Task set ▸
(1) Translate this sentence from the tape backup thread into Spanish: "After a cold restart, the drive works again now."
(2) From the tape backup thread, quote word for word the passage between "Then let's hope" and "reason for it.", inclusive.
(3) Continue the tape backup thread, starting after its last sentence.

Hello,
On 1/17/2006 12:10 AM, Alexander Bergolth wrote:
On 01/14/06 15:20, Julien Cigar wrote:
I had exactly the same problem some months ago, full thread can be
found here:
http://www.nabble.com/Still-problems-with-my-Sony-tapes-t504270.html
Thanks for the hint. But I don't think that this is the same problem.
Your errors were DDS related, I'm using a DLT drive. Besides, the
scsi-errors are pretty different and your problems seem to have been
scsi-id related. I don't suspect this to be the problem in my case, as
the server was shipped with this configuration and the tape drive has
been working without any problem now for nearly a year.
I believe my problem might have been caused by a drive firmware problem
or something like that. After that error, the tape was totally
unresponsive, when I tried to query it using mt status or tapeinfo, the
following errors showed up in the syslog:
scsi: reservation conflict: host 0 channel 1 id 6 lun 0
st0: Error 70018 (sugg. bt 0x0, driver bt 0x0, host bt 0x7).
After a cold restart, the drive works again now.
Then let's hope it remains that way... unfortunately, I experienced the
similar problems, though not often, and I could never find any definite
reason for it.
I suspect that there may be slight instabilities in the SCSI HBAs I use,
but nothing I could prove. And, also, I use rather aged hardware here,
so it's quite possibly related to hardware errors, too.
However the other issue is that apparently bacula has been informed
about the error, but it seems to have interpreted it as an end of medium
condition instead of aborting the backup:
Yup, that's normal because of two reasons:
- First, to logically finish a volume after an error that's Baculas only
choice, and
- second, there is, to my knowledge, no portable, reliable way to
distinguis between EOM and real hardware errors from an application.
-------------------- snipp! --------------------
14-Jan 01:57 samba-sd: Samba-Homes.2006-01-14_01.05.00 Error:
block.c:538 Write error at 6:3819 on device "DLT1" (/dev/nst0).
ERR=Input/output error.
14-Jan 01:57 samba-sd: Samba-Homes.2006-01-14_01.05.00 Error: Error
writing final EOF to tape. This Volume may not be readable.
dev.c:1553 ioctl MTWEOF error on "DLT1" (/dev/nst0). ERR=Input/output
error.
14-Jan 01:57 samba-sd: End of medium on Volume "Weekly-2005-06-12_8"
Bytes=6,245,922,599 Blocks=96,818 at 14-Jan-2006 01:57.
-------------------- snipp! --------------------
Is there an option to let bacula abort a backup after a write error?
Not as far as I know, because then it might choke an any EOM and on any
temporary failure.
Cheers,
--leo
P.S.: I'd also still be interested in other users experiences with the
durability of DLT tapes and some recommendations on drive cleaning and
maintainance.
I must have missed that the last time...
Well, here I use a really aged 7-Slot DLT4000 autoloader. I'm not sure
how old it actually is, but for those of you who followed the
development: It's an ADIC FastStor 4000 which I bought second hand.

[Point-based annotation data]
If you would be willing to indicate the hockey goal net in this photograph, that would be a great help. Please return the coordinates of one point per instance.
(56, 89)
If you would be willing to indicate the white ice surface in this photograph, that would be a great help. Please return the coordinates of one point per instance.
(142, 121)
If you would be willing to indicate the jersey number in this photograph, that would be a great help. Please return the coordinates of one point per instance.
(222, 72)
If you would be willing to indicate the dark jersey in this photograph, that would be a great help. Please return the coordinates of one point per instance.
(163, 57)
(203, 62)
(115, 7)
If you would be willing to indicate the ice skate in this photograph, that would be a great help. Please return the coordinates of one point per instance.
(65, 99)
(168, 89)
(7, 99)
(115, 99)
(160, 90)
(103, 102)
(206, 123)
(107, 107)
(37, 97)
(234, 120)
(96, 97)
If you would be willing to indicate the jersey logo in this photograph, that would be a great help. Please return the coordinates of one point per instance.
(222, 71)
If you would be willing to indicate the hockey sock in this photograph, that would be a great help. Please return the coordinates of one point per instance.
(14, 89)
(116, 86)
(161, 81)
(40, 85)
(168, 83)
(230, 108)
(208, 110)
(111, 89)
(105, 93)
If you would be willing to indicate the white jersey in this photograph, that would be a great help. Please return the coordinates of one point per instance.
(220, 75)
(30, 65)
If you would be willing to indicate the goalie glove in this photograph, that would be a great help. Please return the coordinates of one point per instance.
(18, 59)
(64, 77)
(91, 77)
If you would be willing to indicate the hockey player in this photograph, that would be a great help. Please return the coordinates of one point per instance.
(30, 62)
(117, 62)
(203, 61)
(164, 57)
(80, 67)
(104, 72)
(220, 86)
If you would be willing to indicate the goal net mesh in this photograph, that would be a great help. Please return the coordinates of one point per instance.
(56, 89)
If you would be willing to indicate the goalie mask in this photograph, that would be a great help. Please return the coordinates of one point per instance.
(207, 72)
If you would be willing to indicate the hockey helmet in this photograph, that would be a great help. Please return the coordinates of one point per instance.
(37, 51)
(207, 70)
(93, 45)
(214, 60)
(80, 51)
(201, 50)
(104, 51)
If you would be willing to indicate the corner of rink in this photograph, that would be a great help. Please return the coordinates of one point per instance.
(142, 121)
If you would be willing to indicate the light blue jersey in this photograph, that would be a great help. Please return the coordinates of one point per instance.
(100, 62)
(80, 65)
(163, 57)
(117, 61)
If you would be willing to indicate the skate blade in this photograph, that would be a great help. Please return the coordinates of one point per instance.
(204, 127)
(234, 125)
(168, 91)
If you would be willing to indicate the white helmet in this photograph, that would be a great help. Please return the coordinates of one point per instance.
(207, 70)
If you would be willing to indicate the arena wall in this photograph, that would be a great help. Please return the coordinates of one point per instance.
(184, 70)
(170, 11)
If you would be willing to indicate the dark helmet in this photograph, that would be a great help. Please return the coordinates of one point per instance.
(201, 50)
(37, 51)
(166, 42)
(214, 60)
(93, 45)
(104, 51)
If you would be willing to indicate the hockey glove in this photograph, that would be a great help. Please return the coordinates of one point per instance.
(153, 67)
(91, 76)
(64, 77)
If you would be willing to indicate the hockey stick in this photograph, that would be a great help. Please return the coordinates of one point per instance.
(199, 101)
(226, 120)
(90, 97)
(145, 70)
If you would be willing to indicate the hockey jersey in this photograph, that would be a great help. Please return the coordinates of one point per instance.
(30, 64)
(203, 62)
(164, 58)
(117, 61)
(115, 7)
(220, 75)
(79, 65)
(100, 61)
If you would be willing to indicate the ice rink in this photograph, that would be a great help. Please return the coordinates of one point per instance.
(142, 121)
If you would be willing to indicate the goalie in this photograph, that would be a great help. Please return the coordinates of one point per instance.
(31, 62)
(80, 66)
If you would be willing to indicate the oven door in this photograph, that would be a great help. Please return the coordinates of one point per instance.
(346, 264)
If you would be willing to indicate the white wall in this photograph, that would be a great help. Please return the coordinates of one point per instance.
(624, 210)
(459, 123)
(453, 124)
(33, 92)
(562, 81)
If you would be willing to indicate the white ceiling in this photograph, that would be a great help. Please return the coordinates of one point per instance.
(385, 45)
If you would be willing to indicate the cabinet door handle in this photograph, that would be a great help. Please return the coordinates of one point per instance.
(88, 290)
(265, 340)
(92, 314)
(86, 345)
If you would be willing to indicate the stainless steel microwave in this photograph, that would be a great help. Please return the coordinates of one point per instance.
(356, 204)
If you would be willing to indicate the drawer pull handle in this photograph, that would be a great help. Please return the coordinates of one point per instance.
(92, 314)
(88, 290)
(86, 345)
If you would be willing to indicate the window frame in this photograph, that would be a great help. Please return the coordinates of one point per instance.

Answer list ▸
(1) Tras un reinicio en frío, la unidad vuelve a funcionar ahora.

(2)
Then let's hope it remains that way... unfortunately, I experienced the
similar problems, though not often, and I could never find any definite
reason for it.

(3)
Might be about eight years old. When I installed it, according to the
internal counters, it has not been used really often. Currently, it
claims that it's loaded the drive less than 2200 times. It usually works
without problems.
I have also tried used DLT tapes, and usually found them to be reliable
day-to-day use. These cartridges were usually used only once or twice,
though, and then stored in good conditions. Anyway, with my usage
profile, I can't find any significant differences in reliabilty between
new and used DLT-IV tapes written with DLT4000 format. I'd estimate the
percentage of problematic or even damaged tapes to be below 5%. (I
consider a tape bad when the following happens: (I test used tapes by
writing some GB of random data to them) write failure during test write,
problems labeling a tape that don't disappear after manually writing
some random data, testing with btape, and re-labeling them, or a reduced
capacity during operation.
Currently, in my Bacula catalog, I have 64 DLT-IV tapes of which 2 are
damaged: One was a used tape I never could write any data to, and one
was removed just some times agob because, after recycling, it couldn't
be recognized any more. I have not yet tested if the tape is still
writeable because I wouldn't trust it any more anyway.
Concerning drive maintenance: In my home-office environment (e.g.
neither clean-room conditions nor cigartte smoke or unusual amounts of
dust, I have to clean the DLT drive avery few months, or about 15-25
tapes written. (Usually, I follow the drives indication that it needs to
be cleaned.) That's about what I know as normal DLT cleaning cycles from
other sites, too.
In a dusty environment, especially with cigarette smoke, you will need
to clean more often, and you will have to replace the drive much more often.
In short: I know DLT as a very robust technology, bot concerning drives
and tapes.
Arno
Alexander Bergolth wrote:
Hi!
Tonight, I got the following I/O error for the first time:
The Drive is a DLT1 tape:
Vendor: BNCHMARK Model: DLT1 Rev: 5538
Type: Sequential-Access ANSI SCSI revision: 02
-------------------- snipp! --------------------
14-Jan 01:55 samba-sd: Writing spooled data to Volume. Despooling
536,904,185 bytes ...
14-Jan 01:57 samba-sd: Samba-Homes.2006-01-14_01.05.00 Error:
block.c:538 Write error at 6:3819 on device "DLT1" (/dev/nst0).
ERR=Input/output error.
14-Jan 01:57 samba-sd: Samba-Homes.2006-01-14_01.05.00 Error: Error
writing final EOF to tape. This Volume may not be readable.
dev.c:1553 ioctl MTWEOF error on "DLT1" (/dev/nst0). ERR=Input/output
error.
14-Jan 01:57 samba-sd: End of medium on Volume "Weekly-2005-06-12_8"
Bytes=6,245,922,599 Blocks=96,818 at 14-Jan-2006 01:57.
14-Jan 01:57 samba-dir: Recycled volume "Weekly-2005-04-22_2"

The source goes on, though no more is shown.